§ Task description: Rewrite everything from the line containing "Return the mask of every instance of the **raised" down to the line containing "99 L 26 100" in the listing below, swapping "raised arm" for "lifted arm" and keeping all else the same. Leave the pictures out.

§ Dataset excerpts:
────────────────

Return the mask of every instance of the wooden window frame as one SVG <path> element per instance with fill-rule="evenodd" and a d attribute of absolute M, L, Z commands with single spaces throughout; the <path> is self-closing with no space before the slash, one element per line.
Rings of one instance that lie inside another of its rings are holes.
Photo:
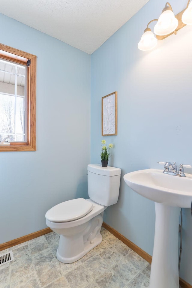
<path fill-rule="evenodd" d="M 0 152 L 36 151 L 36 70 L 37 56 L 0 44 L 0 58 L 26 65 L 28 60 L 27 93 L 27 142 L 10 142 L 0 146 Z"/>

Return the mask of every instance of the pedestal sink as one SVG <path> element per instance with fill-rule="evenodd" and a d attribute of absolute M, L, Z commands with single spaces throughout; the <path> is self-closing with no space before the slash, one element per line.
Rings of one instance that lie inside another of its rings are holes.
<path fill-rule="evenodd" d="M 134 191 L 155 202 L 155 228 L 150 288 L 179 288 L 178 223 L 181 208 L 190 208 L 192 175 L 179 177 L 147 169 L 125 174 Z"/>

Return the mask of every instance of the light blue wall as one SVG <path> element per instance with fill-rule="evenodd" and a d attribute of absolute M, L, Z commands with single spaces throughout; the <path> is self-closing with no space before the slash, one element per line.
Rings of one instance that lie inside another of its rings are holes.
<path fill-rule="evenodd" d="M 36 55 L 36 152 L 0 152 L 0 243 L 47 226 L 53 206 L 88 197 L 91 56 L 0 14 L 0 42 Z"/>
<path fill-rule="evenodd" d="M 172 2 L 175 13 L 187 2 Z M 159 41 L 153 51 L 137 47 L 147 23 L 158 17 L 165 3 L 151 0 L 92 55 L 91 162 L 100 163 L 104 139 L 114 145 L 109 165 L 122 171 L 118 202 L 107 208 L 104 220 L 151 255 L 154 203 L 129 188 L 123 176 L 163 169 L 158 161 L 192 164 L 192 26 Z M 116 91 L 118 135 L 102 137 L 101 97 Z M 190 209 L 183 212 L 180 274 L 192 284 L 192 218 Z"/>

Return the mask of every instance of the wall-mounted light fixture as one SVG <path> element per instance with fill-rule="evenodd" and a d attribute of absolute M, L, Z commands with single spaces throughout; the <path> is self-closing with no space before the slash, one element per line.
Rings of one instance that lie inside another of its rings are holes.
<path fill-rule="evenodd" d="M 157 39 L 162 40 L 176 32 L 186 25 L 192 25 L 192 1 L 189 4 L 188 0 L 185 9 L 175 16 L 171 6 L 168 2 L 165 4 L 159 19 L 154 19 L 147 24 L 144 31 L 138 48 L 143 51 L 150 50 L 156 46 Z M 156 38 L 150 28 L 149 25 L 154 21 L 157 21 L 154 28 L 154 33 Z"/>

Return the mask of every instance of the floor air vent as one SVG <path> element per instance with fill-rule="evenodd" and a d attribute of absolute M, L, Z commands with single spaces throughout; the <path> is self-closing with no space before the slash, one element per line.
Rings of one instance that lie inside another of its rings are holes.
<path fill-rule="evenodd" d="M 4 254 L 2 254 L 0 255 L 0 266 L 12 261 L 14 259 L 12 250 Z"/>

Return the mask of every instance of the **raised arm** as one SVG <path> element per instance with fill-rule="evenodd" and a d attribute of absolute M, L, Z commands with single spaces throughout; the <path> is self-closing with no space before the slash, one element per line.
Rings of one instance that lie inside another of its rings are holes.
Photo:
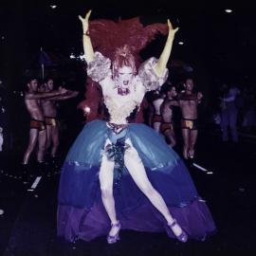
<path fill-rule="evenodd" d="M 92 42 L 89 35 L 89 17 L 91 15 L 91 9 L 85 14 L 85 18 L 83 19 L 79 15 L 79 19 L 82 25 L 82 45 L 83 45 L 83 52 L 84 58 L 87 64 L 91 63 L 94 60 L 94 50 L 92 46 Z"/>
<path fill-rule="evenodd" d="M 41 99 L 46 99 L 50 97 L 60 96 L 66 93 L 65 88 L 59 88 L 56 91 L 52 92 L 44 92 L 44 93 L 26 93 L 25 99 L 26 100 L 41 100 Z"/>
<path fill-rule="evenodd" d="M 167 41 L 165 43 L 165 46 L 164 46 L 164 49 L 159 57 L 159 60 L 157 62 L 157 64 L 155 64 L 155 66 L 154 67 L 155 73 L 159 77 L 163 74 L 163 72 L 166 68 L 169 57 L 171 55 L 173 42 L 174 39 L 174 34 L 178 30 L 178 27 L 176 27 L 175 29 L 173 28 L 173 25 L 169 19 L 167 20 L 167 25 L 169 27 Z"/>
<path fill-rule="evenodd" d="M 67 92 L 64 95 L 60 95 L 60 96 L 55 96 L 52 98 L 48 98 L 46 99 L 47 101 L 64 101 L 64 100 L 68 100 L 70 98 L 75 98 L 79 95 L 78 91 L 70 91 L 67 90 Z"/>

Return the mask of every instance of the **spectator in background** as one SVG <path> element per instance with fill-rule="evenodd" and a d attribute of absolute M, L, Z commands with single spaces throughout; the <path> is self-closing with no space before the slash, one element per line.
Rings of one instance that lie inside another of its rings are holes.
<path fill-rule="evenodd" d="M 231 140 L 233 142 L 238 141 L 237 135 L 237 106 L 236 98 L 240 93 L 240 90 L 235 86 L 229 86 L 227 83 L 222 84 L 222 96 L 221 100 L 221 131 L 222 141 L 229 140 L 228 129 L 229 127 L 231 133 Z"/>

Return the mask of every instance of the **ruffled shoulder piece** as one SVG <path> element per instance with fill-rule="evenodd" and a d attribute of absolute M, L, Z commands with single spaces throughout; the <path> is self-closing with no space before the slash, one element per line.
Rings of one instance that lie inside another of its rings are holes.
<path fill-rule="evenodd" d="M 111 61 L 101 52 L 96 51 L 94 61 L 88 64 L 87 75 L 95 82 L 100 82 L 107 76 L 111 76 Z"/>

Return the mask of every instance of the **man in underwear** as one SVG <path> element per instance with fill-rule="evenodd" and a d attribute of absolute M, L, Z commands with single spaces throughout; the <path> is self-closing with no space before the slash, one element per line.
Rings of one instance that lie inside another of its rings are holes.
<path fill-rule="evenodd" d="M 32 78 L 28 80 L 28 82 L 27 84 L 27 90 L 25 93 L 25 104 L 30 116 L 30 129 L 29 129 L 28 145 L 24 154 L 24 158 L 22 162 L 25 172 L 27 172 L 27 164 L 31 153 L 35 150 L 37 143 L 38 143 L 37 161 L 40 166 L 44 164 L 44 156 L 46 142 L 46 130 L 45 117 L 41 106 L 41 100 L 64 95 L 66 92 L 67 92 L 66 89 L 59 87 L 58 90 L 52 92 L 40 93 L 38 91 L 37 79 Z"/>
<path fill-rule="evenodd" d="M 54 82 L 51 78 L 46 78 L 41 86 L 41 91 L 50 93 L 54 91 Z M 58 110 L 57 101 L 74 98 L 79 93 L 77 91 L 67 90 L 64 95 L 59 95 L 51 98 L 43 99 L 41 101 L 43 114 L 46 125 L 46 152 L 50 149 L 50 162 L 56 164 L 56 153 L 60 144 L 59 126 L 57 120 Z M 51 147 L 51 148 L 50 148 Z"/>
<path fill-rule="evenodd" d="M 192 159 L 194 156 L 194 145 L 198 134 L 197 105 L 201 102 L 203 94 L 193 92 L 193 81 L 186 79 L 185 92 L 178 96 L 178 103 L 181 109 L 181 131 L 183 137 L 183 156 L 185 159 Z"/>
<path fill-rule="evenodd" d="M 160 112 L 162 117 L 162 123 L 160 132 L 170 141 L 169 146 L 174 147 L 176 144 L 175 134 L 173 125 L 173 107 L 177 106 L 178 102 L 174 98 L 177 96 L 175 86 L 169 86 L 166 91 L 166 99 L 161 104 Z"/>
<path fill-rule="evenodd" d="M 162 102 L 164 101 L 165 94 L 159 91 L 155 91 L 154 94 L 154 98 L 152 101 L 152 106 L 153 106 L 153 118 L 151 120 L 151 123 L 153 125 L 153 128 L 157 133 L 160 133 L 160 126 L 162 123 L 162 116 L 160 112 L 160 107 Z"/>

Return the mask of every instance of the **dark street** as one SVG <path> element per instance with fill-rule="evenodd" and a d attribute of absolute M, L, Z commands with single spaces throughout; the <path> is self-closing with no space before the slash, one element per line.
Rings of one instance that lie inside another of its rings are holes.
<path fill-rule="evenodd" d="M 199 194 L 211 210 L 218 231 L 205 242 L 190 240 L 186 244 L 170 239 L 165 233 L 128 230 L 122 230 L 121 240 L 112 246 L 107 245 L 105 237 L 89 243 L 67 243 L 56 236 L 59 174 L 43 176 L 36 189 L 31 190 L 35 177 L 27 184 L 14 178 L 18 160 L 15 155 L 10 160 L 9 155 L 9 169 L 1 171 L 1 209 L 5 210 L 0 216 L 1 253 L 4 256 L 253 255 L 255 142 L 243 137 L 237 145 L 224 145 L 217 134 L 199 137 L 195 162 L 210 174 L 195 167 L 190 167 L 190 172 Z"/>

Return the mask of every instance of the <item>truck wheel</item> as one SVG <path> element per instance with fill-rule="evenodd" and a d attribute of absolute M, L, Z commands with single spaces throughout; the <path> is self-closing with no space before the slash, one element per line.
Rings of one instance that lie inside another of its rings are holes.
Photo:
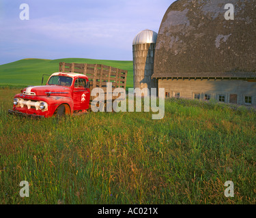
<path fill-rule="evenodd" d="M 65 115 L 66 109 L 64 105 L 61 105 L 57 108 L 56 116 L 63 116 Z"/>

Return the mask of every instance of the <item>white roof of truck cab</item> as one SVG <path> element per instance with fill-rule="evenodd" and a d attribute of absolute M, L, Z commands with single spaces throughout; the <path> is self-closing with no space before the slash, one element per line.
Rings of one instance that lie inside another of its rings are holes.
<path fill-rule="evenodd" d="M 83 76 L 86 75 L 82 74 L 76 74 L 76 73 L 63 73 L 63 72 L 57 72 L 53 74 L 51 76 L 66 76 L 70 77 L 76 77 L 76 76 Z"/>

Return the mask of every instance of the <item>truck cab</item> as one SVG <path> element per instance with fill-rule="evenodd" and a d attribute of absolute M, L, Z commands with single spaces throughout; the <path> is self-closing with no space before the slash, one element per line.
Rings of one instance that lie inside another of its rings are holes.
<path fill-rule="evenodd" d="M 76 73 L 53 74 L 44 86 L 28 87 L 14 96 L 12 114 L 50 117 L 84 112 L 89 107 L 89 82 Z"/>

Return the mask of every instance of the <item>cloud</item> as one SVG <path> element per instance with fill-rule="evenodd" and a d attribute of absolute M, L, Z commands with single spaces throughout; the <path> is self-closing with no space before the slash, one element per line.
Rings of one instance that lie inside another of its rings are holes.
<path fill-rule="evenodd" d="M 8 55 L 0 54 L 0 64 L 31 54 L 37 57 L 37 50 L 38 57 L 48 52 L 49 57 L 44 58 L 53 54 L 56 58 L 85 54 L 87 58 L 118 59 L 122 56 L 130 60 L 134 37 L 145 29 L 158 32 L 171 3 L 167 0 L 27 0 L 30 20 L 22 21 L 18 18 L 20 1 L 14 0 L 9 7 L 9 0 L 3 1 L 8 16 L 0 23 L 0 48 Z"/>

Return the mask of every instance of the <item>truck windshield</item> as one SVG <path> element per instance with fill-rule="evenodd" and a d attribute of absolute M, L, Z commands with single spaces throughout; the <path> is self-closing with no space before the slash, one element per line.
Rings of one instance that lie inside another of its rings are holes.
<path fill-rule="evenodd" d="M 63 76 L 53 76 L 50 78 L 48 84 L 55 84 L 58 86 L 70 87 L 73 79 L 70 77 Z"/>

────────────────

§ Full response:
Return the mask of every instance of the **lifted arm** as one SVG <path> element per instance with fill-rule="evenodd" and a d attribute of absolute M, L, Z commands with single spaces throughout; the <path> is self-closing with no space before the slash, one element per line.
Rings of one instance that lie inside another of its rings are holes.
Photo:
<path fill-rule="evenodd" d="M 92 42 L 89 35 L 89 17 L 91 15 L 91 9 L 85 14 L 85 18 L 83 19 L 79 15 L 79 19 L 82 25 L 82 45 L 83 45 L 83 52 L 84 58 L 87 64 L 91 63 L 94 60 L 94 50 L 92 46 Z"/>
<path fill-rule="evenodd" d="M 41 99 L 46 99 L 50 97 L 60 96 L 66 93 L 65 88 L 59 88 L 56 91 L 52 92 L 44 92 L 44 93 L 26 93 L 25 99 L 26 100 L 41 100 Z"/>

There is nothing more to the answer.